--- Start of Text shown ---
There is also a deluxe edition, likewise limited, of Gay Talese’s celebrated Esquire profile Frank Sinatra Has a Cold (Taschen), which achieved classic status in describing not the man head-on (Sinatra had declined to be interviewed) but the atmosphere surrounding him, a roundabout method of realizing the most elegantly acute of portraits; and the poet David Lehman’s engaging, playful, deeply personal, and elegantly concise tribute Sinatra’s Century: One Hundred Notes on the Man and His World, published by Harper this past October—to cite only a few of the tie-ins, whether new or newly reissued.

Contemplating all this evidence of what Sinatra left behind leaves open the question of what remains of him a century after his birth. What will he come to signify for those born too late to have experienced how thoroughly he pervaded the culture, not only as a singer and actor but as a presence all the more powerful for the contradictions he so flagrantly embodied? Looking closely at Sinatra doesn’t make the pieces of his life cohere any better. By casting his book in the form of a hundred disparate observations, Lehman acknowledges how Sinatra’s singular image tends to break apart into separate facets, describing him as

a wounded swinger who could consort with gangsters but also liked to paint, won a Grammy for album design, took quality photographs of a ballyhooed prize fight for Life, and treated a popular song written for the masses as if it were a sonnet meant for patrician ears.

Listening to Sinatra at his peak singing “Close to You” (1956) or “Angel Eyes” (1958), you can have the illusion that nothing exists but his voice and the instruments that frame it, a closed universe of warm feeling, with an undertone of hurt made uplifting by the precision and grace with which each note and syllable is shaped. Here for once, at least until the turntable stops spinning, everything comes together in one place. Sinatra’s impatience was legendary—he found it hard, for example, to endure the perpetual delays of moviemaking—but at his best he sings as if he had all the time in the world, time enough to let the song unfold until it fills all space.
--- End of Text shown ---
--- Start of Stored data ---
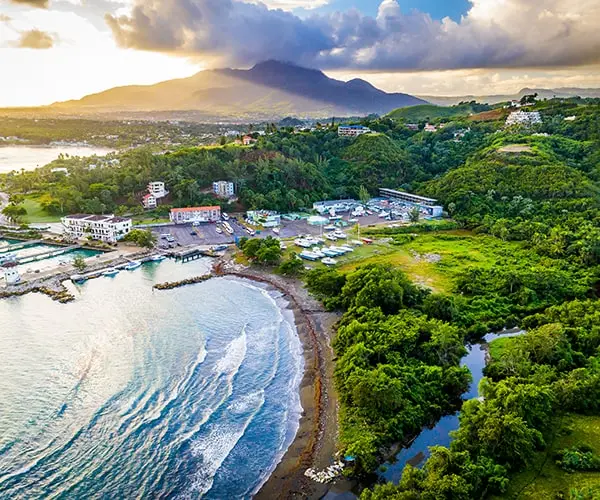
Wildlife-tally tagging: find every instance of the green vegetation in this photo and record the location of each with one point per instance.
--- End of Stored data ---
• [What to do]
1 - In the Sinatra essay, can you update the passage from "Contemplating all this" to "for patrician ears." so that "gangsters" reads "mobsters"?
2 - According to the Sinatra essay, why did Gay Talese's profile describe the atmosphere around Sinatra instead of the man head-on?
3 - Can you proceed with the Sinatra essay from its last sentence?

• [Solved problems]
1 -
Contemplating all this evidence of what Sinatra left behind leaves open the question of what remains of him a century after his birth. What will he come to signify for those born too late to have experienced how thoroughly he pervaded the culture, not only as a singer and actor but as a presence all the more powerful for the contradictions he so flagrantly embodied? Looking closely at Sinatra doesn’t make the pieces of his life cohere any better. By casting his book in the form of a hundred disparate observations, Lehman acknowledges how Sinatra’s singular image tends to break apart into separate facets, describing him as

a wounded swinger who could consort with mobsters but also liked to paint, won a Grammy for album design, took quality photographs of a ballyhooed prize fight for Life, and treated a popular song written for the masses as if it were a sonnet meant for patrician ears.

2 - Sinatra had declined to be interviewed. Talese instead portrayed the atmosphere surrounding him, and that indirect method produced an elegantly acute portrait.

3 -
That unitary, fully shaped experience shatters the moment you step back and contemplate the man in all his aspects, so that those who try to sum up Sinatra—and everyone who ever crossed his path seems to have made the effort—fall back on contraries: he was tender and rough, vulnerable and domineering, boundlessly charitable and infinitely rancorous, a lover of string quartets and an admirer of mobsters, the most serious of artists and a childish prankster, perfectionist (in the recording studio) and perfunctory (on movie sets, more frequently as he went on). He was a singer who could evoke with aching persuasiveness a monogamous devotion quite foreign to him, a hothead who could look like a model of cool, gregarious by compulsion and solitary by nature. Among all those shifting appearances, where might the center lie? An anonymous friend, who may have been Sinatra’s longtime songwriter Sammy Cahn, ventured, in a statement notable for its studied absence of judgment: “There isn’t any ‘real’ Sinatra. There’s only what you see…. There’s nothing inside him. He puts out so terrifically that nothing can accumulate inside.”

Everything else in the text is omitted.